-- What you should do --
Quote the data below word for word, from the line containing "the insect mouthpart" through the line containing "point(71, 13)", both included. Omit any pictures.

***

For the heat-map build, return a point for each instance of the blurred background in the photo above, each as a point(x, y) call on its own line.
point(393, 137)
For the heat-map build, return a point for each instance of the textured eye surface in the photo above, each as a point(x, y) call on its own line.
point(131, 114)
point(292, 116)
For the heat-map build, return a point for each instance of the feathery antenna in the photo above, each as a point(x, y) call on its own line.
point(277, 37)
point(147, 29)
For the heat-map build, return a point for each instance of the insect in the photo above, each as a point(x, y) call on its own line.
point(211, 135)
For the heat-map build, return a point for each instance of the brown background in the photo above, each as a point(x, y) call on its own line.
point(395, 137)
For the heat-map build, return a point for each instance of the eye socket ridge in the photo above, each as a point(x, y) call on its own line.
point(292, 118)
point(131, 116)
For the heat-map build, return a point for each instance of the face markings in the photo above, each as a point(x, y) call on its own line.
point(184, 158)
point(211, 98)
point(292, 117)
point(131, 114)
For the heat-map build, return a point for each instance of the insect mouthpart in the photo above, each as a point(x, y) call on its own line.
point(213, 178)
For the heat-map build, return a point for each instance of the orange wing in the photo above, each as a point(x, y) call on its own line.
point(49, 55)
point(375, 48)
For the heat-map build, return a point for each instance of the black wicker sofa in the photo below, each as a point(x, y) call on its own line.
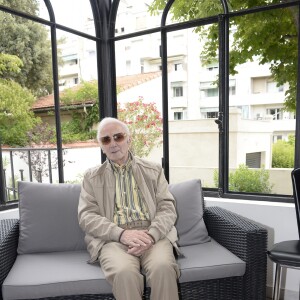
point(29, 270)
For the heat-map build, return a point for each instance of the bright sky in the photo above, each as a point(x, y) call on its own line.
point(71, 13)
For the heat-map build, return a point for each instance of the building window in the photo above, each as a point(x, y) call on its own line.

***

-- Solution --
For the heat-map build, return a point for each instance of the insect mouthpart in the photo above, each as a point(x, y) call on its own line.
point(213, 178)
For the heat-map build, return a point for each instance of the orange wing in the photo above, each as a point(x, y) call on its own line.
point(49, 55)
point(375, 48)
For the heat-map build, return a point for each instance of the black wicker sofa in the photo below, each as a point(x, y) call on its own line.
point(29, 270)
For the heat-map build, return a point for each instance of the bright sky in the photo above, each as a point(x, y) call on its own line.
point(71, 13)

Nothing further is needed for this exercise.